> _What to produce_
Please transcribe exactly, and only, the lines of the data below between the line holding "point(917, 217)" and the line holding "point(912, 268)", inclusive.
*** Supplied material Section Begins ***
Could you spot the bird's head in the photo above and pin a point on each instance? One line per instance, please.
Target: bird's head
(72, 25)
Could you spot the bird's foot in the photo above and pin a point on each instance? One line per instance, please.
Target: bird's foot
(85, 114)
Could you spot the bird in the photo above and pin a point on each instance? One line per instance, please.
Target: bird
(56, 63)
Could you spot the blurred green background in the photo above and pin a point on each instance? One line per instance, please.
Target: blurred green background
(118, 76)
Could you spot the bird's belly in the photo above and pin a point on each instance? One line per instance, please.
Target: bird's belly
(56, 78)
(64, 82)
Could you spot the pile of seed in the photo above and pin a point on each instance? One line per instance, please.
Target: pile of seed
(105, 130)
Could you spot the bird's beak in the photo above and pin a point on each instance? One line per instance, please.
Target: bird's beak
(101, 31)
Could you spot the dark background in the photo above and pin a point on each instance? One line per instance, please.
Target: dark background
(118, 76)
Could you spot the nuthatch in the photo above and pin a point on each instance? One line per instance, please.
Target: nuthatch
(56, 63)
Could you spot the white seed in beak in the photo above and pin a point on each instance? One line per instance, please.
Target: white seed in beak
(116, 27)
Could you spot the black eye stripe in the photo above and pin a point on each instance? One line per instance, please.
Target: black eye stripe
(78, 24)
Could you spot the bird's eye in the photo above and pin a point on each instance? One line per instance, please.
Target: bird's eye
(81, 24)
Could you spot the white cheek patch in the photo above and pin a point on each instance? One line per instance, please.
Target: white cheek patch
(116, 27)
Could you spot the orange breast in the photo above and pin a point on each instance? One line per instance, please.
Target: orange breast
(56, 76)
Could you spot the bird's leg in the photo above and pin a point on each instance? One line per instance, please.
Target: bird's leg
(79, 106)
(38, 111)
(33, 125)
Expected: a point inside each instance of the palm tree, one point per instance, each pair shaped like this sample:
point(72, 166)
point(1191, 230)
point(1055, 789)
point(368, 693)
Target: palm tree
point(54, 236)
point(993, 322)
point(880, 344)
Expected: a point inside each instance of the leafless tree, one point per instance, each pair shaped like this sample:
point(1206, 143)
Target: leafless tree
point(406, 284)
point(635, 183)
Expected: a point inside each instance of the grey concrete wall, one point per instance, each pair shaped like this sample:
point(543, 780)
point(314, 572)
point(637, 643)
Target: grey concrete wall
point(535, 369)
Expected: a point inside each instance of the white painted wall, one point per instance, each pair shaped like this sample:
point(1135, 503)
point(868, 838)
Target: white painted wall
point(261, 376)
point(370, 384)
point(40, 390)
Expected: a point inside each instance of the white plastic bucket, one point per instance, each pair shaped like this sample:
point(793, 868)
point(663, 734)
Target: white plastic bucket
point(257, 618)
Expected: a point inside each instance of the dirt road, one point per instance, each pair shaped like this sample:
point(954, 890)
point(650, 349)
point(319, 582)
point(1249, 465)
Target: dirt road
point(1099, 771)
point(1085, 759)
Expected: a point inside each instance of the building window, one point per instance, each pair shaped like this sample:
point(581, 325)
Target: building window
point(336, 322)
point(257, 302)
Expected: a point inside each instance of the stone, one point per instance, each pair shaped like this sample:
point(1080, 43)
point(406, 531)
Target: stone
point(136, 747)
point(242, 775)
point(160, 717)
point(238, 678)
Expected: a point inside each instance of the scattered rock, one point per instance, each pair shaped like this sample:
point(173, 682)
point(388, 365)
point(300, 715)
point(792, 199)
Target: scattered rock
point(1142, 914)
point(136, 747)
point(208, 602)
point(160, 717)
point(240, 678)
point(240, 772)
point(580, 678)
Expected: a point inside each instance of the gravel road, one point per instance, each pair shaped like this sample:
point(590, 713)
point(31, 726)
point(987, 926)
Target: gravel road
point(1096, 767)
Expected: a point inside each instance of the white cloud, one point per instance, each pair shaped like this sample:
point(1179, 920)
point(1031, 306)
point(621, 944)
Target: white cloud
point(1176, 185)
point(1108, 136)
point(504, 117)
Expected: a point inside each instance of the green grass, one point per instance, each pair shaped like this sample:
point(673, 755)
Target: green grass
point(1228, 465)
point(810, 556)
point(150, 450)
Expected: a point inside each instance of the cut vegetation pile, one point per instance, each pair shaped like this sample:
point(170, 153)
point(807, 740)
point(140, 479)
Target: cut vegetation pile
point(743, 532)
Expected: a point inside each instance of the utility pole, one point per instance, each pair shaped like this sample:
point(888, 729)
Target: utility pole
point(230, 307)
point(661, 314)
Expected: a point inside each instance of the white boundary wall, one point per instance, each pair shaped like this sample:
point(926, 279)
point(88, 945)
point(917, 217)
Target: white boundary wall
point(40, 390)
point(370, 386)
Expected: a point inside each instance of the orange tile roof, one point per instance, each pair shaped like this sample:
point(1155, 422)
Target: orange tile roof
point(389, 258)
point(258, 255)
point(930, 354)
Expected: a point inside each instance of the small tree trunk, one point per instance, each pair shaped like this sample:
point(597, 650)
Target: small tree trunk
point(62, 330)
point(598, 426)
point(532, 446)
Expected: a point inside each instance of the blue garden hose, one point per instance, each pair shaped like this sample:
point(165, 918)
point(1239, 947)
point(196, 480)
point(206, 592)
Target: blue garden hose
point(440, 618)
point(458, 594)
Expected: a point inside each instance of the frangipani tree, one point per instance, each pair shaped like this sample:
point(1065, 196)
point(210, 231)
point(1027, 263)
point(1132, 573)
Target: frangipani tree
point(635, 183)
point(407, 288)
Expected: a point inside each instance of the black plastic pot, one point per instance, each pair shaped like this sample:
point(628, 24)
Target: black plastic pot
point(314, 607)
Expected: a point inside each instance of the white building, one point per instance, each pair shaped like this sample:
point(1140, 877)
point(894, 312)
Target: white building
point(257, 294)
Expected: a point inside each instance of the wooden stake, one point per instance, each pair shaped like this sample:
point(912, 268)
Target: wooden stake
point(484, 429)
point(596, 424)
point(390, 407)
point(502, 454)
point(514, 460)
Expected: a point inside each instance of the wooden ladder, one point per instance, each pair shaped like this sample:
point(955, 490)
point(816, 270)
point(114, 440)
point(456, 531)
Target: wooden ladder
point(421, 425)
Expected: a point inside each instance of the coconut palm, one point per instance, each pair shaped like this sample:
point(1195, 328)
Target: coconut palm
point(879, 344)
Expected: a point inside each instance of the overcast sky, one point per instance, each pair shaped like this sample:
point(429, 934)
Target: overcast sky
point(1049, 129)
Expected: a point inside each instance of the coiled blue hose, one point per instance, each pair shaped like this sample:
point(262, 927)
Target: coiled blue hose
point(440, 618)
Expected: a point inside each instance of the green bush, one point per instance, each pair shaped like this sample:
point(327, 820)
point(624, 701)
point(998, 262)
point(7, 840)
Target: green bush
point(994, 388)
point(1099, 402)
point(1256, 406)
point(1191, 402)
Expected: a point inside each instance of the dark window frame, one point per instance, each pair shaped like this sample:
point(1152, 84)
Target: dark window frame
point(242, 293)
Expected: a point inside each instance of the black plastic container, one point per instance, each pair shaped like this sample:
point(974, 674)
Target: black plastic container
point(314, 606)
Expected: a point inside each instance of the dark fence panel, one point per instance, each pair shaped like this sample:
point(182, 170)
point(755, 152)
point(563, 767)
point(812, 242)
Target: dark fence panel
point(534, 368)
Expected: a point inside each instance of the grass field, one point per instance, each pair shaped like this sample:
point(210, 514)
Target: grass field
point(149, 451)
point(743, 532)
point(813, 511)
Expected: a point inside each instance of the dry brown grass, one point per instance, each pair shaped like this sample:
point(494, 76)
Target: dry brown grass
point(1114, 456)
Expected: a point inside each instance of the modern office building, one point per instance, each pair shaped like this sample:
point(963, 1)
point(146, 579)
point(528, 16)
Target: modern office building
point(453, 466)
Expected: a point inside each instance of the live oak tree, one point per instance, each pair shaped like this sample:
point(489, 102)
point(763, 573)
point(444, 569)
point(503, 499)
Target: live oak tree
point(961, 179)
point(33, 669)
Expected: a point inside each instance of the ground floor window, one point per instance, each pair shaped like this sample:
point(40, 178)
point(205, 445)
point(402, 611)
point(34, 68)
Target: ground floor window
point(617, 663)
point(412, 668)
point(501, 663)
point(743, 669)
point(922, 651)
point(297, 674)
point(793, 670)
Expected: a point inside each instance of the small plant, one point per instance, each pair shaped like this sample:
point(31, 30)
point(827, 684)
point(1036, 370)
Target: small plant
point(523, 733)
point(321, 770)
*** Supplied material Section Ends ***
> _Reply to the task_
point(917, 217)
Target: white boundary wall
point(40, 390)
point(370, 386)
Expected: a point inside each instance of the orange tile roof, one point per instance, each pair shaped like this sample:
point(1155, 422)
Target: orange tile roof
point(389, 258)
point(258, 255)
point(930, 354)
Expected: a point inside each instance of the small tree trunk, one point per instance, each pair shaped like this sample:
point(597, 650)
Target: small tree trunk
point(62, 330)
point(598, 426)
point(532, 446)
Expected: a point inside each instance of the blue garden hose, one point per instance, each pair shaped like this sample:
point(165, 918)
point(1239, 947)
point(196, 480)
point(206, 592)
Target: blue garden hose
point(440, 618)
point(458, 594)
Expected: a point inside each instance of the frangipani tree, one point per instance, each pair shaped like this sample:
point(1065, 196)
point(210, 231)
point(1027, 263)
point(1132, 573)
Target: frangipani tree
point(635, 183)
point(407, 288)
Expected: a point inside each instance of the black plastic pot, one point per instance, each pair shaped like this sample:
point(628, 24)
Target: black plastic pot
point(314, 607)
Expected: a point inside each instance of the white building, one point per instance, each pair shaped like this sample:
point(1140, 877)
point(894, 312)
Target: white building
point(257, 294)
Expected: a point inside each instance of the wooden stake, one point per instance, each pair shaped like this sample:
point(912, 268)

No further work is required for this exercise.